** start INPUT RECORDS **

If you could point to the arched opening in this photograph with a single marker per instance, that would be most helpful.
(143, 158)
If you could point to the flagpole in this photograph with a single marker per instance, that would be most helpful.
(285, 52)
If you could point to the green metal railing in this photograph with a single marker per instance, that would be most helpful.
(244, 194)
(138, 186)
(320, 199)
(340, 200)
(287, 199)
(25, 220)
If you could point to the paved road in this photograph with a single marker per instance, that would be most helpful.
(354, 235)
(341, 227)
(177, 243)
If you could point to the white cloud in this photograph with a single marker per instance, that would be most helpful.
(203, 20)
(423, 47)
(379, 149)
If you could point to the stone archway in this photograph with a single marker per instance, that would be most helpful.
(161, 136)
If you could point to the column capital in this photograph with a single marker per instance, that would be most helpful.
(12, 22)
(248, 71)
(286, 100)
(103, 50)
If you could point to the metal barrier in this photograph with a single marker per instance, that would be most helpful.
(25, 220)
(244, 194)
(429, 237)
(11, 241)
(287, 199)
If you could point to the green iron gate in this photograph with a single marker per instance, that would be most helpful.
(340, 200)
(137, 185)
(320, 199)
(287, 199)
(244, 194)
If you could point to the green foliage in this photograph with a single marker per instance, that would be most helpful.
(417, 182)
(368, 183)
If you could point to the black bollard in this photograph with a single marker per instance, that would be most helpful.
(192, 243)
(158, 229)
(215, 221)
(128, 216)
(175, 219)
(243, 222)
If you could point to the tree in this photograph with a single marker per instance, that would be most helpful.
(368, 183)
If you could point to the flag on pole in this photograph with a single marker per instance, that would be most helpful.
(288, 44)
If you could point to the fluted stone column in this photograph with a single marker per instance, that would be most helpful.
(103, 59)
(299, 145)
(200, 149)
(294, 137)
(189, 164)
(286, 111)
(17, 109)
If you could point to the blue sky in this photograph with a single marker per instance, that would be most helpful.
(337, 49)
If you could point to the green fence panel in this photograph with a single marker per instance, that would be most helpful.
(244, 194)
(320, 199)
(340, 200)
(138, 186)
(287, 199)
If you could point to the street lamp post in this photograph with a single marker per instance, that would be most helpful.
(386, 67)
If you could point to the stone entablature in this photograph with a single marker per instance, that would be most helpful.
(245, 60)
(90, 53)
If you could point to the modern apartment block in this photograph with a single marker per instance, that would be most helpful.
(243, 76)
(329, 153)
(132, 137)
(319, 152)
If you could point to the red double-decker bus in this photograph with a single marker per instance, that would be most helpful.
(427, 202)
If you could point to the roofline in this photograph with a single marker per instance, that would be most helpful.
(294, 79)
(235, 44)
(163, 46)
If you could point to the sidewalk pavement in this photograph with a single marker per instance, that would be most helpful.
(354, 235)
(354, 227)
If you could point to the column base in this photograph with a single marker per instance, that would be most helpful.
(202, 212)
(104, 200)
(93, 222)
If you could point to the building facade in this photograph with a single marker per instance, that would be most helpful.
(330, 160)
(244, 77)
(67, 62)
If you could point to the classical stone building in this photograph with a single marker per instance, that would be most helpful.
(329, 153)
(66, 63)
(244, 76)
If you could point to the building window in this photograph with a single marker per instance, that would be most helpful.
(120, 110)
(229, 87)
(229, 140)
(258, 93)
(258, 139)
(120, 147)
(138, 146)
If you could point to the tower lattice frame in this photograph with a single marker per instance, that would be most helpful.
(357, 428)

** end INPUT RECORDS **
** start INPUT RECORDS **

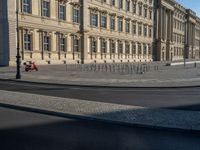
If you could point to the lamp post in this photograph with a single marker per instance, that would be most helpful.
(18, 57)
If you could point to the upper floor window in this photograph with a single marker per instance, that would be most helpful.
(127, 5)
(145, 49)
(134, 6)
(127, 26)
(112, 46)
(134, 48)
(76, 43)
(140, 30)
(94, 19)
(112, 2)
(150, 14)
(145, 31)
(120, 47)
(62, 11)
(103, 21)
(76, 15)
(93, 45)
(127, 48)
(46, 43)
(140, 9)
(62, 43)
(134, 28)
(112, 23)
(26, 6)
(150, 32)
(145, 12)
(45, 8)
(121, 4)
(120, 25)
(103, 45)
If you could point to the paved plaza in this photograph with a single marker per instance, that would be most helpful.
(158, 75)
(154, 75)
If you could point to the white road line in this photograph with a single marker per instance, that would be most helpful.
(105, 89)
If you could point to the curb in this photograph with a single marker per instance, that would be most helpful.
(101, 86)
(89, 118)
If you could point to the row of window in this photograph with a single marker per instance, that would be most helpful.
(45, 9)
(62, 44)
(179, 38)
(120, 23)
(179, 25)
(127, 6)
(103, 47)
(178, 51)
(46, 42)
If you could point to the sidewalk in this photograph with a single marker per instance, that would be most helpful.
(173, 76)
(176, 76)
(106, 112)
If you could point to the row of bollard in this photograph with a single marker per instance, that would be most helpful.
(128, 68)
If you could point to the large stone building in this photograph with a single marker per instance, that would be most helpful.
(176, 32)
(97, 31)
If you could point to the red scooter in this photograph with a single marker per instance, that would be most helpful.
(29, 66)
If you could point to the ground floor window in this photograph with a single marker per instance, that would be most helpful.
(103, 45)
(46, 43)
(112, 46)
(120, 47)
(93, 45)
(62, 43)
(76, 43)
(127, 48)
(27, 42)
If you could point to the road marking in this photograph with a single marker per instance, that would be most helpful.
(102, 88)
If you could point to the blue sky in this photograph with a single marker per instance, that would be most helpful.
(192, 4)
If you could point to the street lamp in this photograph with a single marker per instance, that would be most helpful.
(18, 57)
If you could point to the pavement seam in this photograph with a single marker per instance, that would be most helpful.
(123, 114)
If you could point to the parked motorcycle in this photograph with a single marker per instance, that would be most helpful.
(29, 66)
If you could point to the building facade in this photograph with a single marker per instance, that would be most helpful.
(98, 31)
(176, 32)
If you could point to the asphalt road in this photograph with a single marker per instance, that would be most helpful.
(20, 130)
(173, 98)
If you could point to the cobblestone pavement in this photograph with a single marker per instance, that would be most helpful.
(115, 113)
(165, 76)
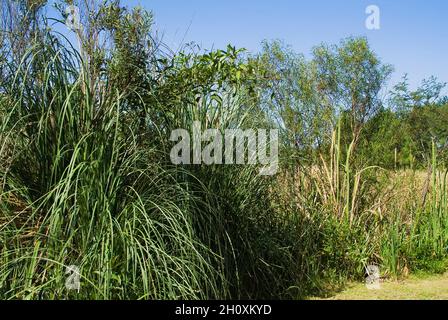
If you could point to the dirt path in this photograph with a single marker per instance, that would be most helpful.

** end INPUT RECORDS **
** start INPUT RECORDS **

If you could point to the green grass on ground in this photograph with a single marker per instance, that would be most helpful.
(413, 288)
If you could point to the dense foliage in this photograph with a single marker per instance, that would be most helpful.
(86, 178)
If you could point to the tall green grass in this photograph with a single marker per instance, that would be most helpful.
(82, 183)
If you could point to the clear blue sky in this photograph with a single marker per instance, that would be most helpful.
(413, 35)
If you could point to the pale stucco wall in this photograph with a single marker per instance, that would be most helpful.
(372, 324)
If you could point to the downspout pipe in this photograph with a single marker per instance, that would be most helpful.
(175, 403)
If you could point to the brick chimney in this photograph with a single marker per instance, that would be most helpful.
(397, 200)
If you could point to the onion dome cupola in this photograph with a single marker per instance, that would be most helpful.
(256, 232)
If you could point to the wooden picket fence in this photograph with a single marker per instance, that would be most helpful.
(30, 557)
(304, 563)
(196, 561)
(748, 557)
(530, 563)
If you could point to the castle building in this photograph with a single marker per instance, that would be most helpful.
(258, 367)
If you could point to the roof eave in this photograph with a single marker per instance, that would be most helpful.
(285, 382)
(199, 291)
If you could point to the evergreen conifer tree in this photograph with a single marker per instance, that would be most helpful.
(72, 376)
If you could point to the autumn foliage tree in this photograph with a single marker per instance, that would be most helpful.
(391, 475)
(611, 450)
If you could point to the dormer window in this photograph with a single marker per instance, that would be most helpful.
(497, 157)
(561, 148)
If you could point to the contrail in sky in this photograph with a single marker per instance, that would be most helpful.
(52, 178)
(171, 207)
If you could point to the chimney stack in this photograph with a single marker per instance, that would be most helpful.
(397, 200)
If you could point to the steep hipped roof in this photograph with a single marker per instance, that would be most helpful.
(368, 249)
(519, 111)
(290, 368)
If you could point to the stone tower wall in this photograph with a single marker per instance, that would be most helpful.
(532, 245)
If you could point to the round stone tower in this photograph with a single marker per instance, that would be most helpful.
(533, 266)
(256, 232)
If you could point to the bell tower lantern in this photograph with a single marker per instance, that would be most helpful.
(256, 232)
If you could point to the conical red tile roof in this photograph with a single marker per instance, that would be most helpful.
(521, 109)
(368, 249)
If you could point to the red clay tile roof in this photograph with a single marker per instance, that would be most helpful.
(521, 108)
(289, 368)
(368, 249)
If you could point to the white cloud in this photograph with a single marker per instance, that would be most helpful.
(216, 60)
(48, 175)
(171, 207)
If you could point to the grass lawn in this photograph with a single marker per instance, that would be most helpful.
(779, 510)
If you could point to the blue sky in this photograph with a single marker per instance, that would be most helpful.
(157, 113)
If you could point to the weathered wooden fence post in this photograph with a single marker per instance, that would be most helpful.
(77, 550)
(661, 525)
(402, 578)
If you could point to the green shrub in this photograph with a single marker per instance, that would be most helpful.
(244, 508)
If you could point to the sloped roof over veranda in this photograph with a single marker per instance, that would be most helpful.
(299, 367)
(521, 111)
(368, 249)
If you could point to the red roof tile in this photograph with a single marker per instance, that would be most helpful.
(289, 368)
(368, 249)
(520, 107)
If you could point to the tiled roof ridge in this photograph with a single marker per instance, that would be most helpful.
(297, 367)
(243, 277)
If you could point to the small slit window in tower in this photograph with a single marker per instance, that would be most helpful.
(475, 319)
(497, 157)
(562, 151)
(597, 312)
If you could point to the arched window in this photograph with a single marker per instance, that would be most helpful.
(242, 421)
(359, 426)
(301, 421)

** end INPUT RECORDS **

Tally the lines of the items above that contain the word "road", with case counting, and give only the number.

**FINAL RESULT:** 4